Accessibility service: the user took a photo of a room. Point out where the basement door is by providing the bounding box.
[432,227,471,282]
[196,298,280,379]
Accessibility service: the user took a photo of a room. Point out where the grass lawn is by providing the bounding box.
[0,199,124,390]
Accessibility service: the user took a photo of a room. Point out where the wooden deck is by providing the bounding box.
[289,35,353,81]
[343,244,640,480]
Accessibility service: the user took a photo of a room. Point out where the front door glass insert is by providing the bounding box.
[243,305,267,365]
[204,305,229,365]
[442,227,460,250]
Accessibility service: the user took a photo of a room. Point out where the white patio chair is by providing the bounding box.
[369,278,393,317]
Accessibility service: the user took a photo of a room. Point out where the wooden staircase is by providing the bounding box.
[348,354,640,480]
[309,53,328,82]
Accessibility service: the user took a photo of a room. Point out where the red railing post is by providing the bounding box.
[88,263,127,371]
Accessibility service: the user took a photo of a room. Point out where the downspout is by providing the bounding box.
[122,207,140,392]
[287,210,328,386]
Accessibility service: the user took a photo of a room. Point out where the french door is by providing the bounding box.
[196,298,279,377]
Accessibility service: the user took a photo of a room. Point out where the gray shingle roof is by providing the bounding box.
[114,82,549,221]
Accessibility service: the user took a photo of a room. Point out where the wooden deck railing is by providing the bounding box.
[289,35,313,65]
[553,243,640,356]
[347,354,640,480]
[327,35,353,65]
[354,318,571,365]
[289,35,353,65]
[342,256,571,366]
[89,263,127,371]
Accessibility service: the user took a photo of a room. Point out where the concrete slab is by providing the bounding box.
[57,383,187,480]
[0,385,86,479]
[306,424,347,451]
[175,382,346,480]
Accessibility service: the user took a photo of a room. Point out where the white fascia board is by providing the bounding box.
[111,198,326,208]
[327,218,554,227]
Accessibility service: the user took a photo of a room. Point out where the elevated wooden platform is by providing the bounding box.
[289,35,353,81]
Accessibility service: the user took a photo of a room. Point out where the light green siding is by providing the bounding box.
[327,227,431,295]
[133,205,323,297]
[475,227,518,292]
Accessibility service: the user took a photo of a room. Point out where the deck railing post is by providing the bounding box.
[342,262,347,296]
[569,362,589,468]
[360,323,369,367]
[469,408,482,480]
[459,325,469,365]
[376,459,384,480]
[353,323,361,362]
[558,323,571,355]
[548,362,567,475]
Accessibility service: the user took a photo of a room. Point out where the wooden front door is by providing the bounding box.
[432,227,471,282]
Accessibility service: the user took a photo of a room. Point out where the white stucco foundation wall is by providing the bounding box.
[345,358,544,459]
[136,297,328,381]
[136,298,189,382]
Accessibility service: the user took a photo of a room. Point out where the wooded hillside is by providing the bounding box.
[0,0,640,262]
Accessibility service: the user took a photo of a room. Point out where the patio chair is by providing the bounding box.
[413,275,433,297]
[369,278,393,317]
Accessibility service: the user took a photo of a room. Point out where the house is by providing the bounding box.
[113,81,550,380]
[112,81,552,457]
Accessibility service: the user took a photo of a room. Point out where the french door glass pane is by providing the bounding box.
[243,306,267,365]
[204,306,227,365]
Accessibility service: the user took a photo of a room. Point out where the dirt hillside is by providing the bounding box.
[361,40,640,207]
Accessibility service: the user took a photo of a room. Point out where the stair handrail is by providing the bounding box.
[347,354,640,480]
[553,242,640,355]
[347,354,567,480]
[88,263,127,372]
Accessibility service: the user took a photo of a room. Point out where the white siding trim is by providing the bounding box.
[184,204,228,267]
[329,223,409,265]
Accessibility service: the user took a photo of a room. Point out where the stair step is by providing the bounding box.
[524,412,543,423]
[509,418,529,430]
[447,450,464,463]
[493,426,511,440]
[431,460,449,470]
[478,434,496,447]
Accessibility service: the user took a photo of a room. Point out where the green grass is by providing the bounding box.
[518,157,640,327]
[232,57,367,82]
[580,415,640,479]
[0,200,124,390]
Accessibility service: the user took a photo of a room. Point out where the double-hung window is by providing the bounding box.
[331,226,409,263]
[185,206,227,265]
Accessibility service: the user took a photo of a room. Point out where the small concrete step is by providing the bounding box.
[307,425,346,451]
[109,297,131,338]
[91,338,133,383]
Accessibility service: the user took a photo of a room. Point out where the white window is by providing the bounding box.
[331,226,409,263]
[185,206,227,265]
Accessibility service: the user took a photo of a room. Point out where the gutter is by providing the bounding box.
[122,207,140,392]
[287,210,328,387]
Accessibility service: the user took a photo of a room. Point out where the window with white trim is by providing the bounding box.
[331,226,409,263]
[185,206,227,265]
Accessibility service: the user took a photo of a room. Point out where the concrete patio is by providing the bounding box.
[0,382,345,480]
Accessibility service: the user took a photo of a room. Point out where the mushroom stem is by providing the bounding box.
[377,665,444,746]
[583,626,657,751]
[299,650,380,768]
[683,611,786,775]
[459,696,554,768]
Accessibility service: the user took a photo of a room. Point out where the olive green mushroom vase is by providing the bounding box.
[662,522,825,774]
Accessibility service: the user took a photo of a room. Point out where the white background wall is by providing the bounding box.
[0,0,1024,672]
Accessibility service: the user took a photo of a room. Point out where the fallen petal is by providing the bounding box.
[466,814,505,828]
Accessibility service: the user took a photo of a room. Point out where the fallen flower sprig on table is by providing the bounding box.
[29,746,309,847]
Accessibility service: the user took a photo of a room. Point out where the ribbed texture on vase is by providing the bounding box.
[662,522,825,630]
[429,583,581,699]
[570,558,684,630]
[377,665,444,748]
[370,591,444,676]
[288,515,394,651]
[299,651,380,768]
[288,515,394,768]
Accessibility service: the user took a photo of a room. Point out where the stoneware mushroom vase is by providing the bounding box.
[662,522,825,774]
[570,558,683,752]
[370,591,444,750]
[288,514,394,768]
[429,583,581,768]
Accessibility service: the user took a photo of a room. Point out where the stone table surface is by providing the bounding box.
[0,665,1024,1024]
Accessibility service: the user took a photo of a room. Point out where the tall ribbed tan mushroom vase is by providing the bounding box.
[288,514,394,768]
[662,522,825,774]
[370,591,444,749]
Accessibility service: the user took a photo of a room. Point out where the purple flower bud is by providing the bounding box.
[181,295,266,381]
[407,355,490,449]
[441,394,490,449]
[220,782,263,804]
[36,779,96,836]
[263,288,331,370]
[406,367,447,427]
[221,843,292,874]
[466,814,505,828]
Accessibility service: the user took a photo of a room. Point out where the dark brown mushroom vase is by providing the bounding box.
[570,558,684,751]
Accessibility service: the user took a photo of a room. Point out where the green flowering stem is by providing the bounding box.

> **Directions for this task**
How many lines of the rows above contain the word "wooden"? Reply with the number only.

> **Complete answer**
5